* _What to do_:
- a) Please repeat the article on the virtual school bill word for word from "Publisher's Note: This" to "the COVID-19 pandemic.".
- b) In the article on the virtual school bill, what was the vote by which Senate Bill 671 passed the House?
- c) Give a two-sentence summary of the article on the virtual school bill.

* _Source document_:
╭──
N.C. House passes bill to set regulations for virtual public, charter schools | Beaufort County Now | The N.C. House passed a bill to shore up processes and regulations surrounding the creation and operation of virtual public and charter schools.

Coronavirus Disease 2019 (COVID-19)
    Publisher's Note: This post appears here courtesy of the Carolina Journal. The author of this post is David Bass.

    The North Carolina House passed a bill on June 9 designed to shore up processes and regulations surrounding the creation and operation of virtual public and charter schools. Supporters say the bill is necessary to ensure virtual academies serve students and families well in the wake of the COVID-19 pandemic.

    "We just went through virtual education with COVID. It's been kind of like the wild, wild West. People were doing whatever, however, whenever with this subject," said Rep. Jeffrey Elmore, R-Wilkes. "What COVID has shown us is that the role of virtual education is going to be permanent from here on out with our educational offerings. Since that is true, we need to put some parameters around it to ensure that the students are getting the best delivery of instruction as possible."

    Senate Bill 671, Virtual Education/Remote Academies/Virtual Charters, passed the chamber in a 73-22 vote.

    The measure allows public school districts to replace inclement weather days requiring school closure with remote education days. Previously, that policy was a temporary one due to the pandemic.

    The measure also opens the door for school districts to open virtual academies on their own. It establishes parameters for how a virtual academy is defined, enrollment stipulations, mandates on hardware and software provided to students, and operation and evaluation procedures. Only 15% of a district's student population would be allowed to attend virtual school under the bill.

    Another section makes updates to laws governing the governance and renewal of virtual charter schools.

    Prior to taking a floor vote, several lawmakers voiced concerns with the bill, saying the process was being rushed.

    "This is a good example of when I had babies - two - force feeding," said Rep. Abe Jones, D-Wake. "When the baby gets too much food in their mouth, they'll spit it out because they can't take it that fast ... I can't digest it that fast."

    "It's a little rushed. I haven't even seen this until this morning," added Rep. Larry Pittman, R-Cabarrus. "I haven't had time to digest this. I do have some concerns about what happened the last couple of years. When schools got shut down, we all know, whether you want to admit it or not, that education suffered doing this virtual stuff. This needs a lot more consideration than we can do today on it."

    Rep. David Willis, R-Union, countered that most students need to be in the classroom, but not all students are the same.

    "We've got to have opportunities for students to learn in ways that fits them best, fits their family situation best," he said. "Not all kids are designed to be in a classroom, sitting there for several hours a day in that same type of system we've had for 30 years."

    S.B. 671 now heads back to the Senate.
╰──
* _Data shown_:
╭──
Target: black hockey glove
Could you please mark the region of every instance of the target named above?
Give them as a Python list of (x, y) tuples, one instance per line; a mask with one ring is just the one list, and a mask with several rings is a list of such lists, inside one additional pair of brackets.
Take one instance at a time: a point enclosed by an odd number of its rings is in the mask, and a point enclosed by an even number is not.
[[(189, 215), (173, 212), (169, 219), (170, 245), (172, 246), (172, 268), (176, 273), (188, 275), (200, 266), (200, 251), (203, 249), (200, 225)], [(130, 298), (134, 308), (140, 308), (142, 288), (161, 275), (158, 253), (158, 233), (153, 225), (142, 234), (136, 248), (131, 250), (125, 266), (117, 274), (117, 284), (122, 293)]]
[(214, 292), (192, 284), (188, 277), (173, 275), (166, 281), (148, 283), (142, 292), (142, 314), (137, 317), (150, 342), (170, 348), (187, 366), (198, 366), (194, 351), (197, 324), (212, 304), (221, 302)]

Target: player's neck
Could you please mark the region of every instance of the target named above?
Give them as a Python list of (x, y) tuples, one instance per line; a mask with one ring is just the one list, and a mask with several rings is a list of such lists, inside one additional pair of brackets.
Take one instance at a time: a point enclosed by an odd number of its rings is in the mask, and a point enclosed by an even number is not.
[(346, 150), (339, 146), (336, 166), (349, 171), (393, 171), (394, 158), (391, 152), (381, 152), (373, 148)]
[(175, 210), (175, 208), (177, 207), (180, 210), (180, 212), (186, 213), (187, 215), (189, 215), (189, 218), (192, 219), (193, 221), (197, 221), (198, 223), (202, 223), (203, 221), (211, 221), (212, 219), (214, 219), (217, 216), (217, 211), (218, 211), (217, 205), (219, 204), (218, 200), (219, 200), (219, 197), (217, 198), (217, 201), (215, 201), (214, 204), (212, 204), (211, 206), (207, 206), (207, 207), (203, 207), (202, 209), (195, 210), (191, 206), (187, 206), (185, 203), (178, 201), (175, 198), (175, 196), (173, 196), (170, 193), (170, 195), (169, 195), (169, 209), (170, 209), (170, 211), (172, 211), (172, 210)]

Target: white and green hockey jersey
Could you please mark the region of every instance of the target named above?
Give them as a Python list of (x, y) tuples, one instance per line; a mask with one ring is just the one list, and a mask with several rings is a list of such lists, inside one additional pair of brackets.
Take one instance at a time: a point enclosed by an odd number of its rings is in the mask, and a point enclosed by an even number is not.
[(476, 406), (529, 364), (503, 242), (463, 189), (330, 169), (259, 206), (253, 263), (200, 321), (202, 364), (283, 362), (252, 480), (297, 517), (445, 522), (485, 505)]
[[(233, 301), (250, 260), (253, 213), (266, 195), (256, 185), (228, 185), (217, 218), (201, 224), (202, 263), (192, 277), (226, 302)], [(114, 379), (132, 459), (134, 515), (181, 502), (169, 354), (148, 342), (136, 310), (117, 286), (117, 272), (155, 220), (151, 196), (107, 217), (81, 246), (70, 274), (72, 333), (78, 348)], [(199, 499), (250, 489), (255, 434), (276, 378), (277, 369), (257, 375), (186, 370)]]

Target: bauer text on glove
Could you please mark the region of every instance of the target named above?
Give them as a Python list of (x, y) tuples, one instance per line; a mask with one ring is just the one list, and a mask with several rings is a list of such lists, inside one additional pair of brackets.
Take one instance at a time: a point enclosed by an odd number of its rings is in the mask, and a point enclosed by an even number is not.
╰──
* _Solutions to the exercise_:
- a)
Publisher's Note: This post appears here courtesy of the Carolina Journal. The author of this post is David Bass.

    The North Carolina House passed a bill on June 9 designed to shore up processes and regulations surrounding the creation and operation of virtual public and charter schools. Supporters say the bill is necessary to ensure virtual academies serve students and families well in the wake of the COVID-19 pandemic.

- b) 73-22

- c) On June 9, the North Carolina House passed Senate Bill 671 by a 73-22 vote to set processes and regulations for creating and operating virtual public and charter schools. The bill lets districts replace inclement weather days with remote education days and open their own virtual academies, limited to 15% of a district's students, though several lawmakers said the process was being rushed.